→ 本文
__________
それから、これだけ皆が見たわけですね。そうすると予算委員会において全編公開ということは当然求めていかねばならないことでありまして、私としてはこの2点において問題だと思っておりますが、1点目は全面公開すべしということ。2点目は予算委員会までに、なぜこのようなことが起こったのかということについての捜査の中間報告を求めるということだと思います。
Q
TPPについて、政調会長として現時点の考えと、党として1つにまとめていく考えはあるのか。
A
私は、TPPについてわが党はこのように考えるというものはまとめなければならないと思っております。なんでもかんでも絶対反対ということだけで止まってはならないものだと思っておりまして、なぜ反対なのか、補正予算もそうですが、どのようにすればTPPについて、わが国の参加、あるいは参加に向けた検討に入れるのかということを示さないといけないのだと思っております。そこにおいて、新聞報道でしか存じませんが、民主党として農政対策本部ですか、なんですか、そんなもの作るのだ、農業予算を増額するんだということを決めたそうですが、これって麻生内閣でやっていたことなんですね。つまり、麻生さんを本部長とする農政改革本部というものが、私は農林水産大臣でございましたが、当時の中川昭一財務大臣、あるいは鳩山邦夫総務大臣、あるいは与謝野馨経済財政担当大臣等々入って頂いて、農政改革本部というものを立ち上げて、麻生内閣の下で当面10年間ぐらいは、農業予算は伸ばさねばならないと。それは基盤整備であり、あるいは規模の拡大であり、ということでですね農業予算を増やし、農政というものを抜本的に改革するという流れでいってたはずなんですよ。ところが、基盤整備の予算はぶった切って戸別補償に回すわ、あるいは規模拡大ためのインセンティブとして用意した3000億の基金は全部取り崩して、戸別所得補償に充てるわ。農政改革本部はもちろん作らないわ、ということでですね、この1年数か月というものを全て空費をして、今頃ですよ、農政改革本部だ、予算増やすんだと言っても笑止千万であるということでございます。では、農業予算を増やすんであれば一体何に使うんだということが明確にならねばなりません。そして、ただ農業というものをどう考えるんだという話ではなくて、日本農業の基本的な問題は土地利用型の米であり、麦であり、大豆であり、特に米と麦ですよね。これに対してどのようにやっていくのかクリアーにしめされていかないと農政の改革にならんのですよ。そこが明らかにならないで、泥縄式にバタバタやっても非常に見苦しいと私は思っております。ですから、わが党として基本的には麻生内閣の時に考えた改革プランと言うものを軸にしながら農業が影響を受けるのであれば、その負担は一体誰が負うべきであるのかということ。そして、消費者負担型の農政と納税者負担型農政というものをどのように考えるかということ。戸別所得補償すれば良いんだろうという話になりますが、補償してくれるんだったらみんな作るわけですよ。外国から安いものがどっと入るわけですよ。日本人今の2倍食べるわけではないんですよ。そうすると余ったものは、一体誰がそれを管理をし、その金は誰が払い、世界中の困った人達に分ければいいなんてものはFAO(国際連合食糧農業機関)の考え方に真っ向から逆行するものであり、そういういい加減なことは言ってはいけません。わが党としてどうするかということは示しながら、TPPへの対応を考えなければならないと考えております。
__________
→ 抜き出したデータ
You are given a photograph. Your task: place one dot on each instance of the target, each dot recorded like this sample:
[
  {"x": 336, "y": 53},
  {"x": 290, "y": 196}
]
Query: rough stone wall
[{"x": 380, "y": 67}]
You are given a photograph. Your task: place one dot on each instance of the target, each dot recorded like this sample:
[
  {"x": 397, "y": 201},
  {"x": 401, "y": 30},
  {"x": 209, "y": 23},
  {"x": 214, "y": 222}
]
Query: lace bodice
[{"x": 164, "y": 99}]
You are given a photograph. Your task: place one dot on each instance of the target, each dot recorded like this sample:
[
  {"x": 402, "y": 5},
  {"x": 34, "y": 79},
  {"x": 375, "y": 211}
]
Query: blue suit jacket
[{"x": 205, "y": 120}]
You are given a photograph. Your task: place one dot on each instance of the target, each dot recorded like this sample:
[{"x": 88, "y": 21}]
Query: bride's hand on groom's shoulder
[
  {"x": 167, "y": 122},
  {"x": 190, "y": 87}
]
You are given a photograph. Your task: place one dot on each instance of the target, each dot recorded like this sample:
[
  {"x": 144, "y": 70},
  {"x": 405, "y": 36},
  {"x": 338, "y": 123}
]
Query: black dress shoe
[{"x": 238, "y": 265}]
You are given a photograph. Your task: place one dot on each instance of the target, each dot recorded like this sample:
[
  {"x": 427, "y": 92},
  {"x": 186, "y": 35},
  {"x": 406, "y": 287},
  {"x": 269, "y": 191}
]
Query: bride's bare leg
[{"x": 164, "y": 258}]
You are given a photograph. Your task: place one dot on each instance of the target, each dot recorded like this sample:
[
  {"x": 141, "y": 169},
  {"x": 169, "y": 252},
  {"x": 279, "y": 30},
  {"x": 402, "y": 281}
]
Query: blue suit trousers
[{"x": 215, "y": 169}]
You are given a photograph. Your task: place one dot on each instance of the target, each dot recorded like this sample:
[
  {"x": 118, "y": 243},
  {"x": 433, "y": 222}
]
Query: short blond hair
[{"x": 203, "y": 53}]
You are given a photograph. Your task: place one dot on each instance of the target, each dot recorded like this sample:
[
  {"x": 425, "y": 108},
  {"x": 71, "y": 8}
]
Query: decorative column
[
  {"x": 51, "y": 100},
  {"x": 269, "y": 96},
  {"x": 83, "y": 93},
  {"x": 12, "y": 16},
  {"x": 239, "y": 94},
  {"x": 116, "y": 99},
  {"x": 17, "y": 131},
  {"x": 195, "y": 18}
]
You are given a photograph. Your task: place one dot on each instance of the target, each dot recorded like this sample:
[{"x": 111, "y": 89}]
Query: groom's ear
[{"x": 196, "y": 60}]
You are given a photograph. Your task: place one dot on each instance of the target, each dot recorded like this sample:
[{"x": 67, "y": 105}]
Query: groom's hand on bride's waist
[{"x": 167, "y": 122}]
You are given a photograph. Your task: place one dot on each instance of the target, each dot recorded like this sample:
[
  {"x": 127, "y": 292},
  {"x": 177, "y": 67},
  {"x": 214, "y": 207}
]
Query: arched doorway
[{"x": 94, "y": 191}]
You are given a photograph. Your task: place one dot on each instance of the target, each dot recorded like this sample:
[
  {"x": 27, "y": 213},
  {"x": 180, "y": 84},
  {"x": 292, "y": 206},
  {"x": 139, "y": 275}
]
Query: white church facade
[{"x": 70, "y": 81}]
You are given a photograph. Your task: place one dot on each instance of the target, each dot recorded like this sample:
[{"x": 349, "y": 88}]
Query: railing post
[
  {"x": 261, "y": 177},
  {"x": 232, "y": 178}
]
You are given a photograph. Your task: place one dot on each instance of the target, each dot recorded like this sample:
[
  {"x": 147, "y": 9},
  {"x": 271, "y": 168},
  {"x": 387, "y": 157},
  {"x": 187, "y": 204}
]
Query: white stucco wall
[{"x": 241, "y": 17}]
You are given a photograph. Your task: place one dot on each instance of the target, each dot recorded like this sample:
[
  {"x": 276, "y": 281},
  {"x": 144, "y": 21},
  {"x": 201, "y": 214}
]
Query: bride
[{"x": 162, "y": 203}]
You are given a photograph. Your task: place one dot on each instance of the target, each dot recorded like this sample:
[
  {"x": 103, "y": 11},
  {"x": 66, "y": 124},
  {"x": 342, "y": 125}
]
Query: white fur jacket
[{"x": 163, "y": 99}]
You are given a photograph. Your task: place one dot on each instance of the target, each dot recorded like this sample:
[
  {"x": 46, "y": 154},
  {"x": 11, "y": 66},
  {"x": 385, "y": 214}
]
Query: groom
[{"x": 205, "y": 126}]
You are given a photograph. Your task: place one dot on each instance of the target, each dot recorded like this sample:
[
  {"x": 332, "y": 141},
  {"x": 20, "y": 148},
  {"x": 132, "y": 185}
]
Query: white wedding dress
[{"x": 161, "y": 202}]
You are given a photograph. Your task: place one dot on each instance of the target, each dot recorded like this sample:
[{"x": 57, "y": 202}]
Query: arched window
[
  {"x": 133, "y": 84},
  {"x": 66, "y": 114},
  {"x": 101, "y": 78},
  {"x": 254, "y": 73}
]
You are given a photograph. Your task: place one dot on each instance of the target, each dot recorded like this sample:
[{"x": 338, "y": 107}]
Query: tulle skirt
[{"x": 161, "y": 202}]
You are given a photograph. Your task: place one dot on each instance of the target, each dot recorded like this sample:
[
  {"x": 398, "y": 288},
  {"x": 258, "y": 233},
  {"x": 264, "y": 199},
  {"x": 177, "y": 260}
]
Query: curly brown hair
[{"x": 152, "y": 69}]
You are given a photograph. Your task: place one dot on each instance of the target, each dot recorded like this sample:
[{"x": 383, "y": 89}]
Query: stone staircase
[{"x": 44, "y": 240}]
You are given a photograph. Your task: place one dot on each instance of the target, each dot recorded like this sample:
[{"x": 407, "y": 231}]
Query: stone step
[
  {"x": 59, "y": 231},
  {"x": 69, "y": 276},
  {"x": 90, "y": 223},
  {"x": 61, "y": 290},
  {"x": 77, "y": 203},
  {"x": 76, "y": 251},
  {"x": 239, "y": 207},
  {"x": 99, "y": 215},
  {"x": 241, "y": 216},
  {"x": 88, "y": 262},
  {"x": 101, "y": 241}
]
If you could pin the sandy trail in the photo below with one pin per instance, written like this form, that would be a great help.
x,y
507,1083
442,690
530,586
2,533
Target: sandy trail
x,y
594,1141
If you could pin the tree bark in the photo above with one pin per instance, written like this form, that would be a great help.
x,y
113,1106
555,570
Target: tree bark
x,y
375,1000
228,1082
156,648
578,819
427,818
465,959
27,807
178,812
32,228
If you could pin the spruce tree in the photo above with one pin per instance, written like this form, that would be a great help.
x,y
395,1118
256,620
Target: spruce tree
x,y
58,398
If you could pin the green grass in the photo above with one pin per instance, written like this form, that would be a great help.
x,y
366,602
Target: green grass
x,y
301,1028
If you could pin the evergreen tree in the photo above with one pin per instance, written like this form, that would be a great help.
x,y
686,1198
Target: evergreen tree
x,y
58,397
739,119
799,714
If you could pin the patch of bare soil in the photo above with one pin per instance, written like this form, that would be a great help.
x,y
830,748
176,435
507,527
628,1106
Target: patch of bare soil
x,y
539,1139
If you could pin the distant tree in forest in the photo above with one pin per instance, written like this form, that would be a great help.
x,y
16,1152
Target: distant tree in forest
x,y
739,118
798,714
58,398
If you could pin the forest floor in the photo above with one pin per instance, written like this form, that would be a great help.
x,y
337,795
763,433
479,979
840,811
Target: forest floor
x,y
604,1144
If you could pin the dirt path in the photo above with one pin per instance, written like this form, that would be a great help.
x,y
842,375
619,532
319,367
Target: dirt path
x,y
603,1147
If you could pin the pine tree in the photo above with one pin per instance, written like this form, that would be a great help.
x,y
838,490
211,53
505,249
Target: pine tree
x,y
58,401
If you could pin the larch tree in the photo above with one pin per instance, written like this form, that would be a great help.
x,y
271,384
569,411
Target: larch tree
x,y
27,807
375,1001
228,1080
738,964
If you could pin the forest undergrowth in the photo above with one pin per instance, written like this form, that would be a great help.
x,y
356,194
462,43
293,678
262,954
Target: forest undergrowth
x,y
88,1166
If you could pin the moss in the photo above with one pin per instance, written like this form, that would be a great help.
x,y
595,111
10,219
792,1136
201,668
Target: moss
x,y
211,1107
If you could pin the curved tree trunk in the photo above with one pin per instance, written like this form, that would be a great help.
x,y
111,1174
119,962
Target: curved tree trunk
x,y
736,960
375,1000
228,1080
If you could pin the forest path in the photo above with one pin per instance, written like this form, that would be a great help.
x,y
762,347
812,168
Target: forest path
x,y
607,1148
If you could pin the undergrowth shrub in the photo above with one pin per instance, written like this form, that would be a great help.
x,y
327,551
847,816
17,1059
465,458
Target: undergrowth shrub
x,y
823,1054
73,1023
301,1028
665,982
__________
→ 作業の指示 A
本文の内容を2文でまとめてください。
→ 作業の指示 B
本文を、最後の文のあとから続けて書き足してください。

→ 回答 A
話し手は、予算委員会での全面公開と、なぜこのようなことが起こったのかについての捜査の中間報告を予算委員会までに求めるべきだと述べている。TPPについては、民主党が今になって農政改革本部を作り農業予算を増やすとしていることを笑止千万だと批判し、党として考えをまとめ、麻生内閣の時の改革プランを軸に、農業が影響を受けた場合の負担を誰が負うのかなどを示しながら対応を考えるべきだとしている。

→ 回答 B
Q
ビデオの流失の話に戻りますが、愉快犯なのか、確信犯なのかまだ分かりませんが、流失というよりも故意にとの可能性もありますが、そうした中、投稿者の名前にローマ字でセンゴクと読める、そして、38という数字があるんですが、それについての印象は。
A
38ってどういう意味?(記者から「左派」と発言あり)分かりました、仮にそうだとしましょう、推測でものを言ってはいけませんが、今日わが党で色々な会議があった中でですね、こんなことをおっしゃる方がおられました。これは考え過ぎかもしれないがという前置きの上で、もう今更全面公開とも言えないよな、政府として全面公開っつうことは今まで言ってきたこととつじつまが合わないよな、だとすれば、でも国民はみんな見たいと言っているし、中国は明らかに悪いのだということを世界に知らしめねばならないよなということを考えてですね、名前の方かどうかは知りませんが、政府部内でこれは明らかにして中国の側が明らかに悪いのだということを示したい、そして出せ出せという国民や野党の声にいつまでも抗うこともできないし、さはさりながら今更出すということはつじつまが合わないし、じゃあ出しちゃえということでですね、故意に政府の側がやったのではないのだろうかという意見が党内の議論の中でいくつか出されました。ただいくらなんでもそれは考え過ぎではないの、ということですが、今の政権は何が起こるかちょっと予測不能の政権でありますので、そういう意見がわが党から出た、そういうこともひょっとすれば、でもまさかねーというのが私の感じです。
Q
石原幹事長が先程ぶら下がりの中で、関係大臣は問責に値すると。当然罷免に値し、問責は当然とおっしゃいましたがそれについては。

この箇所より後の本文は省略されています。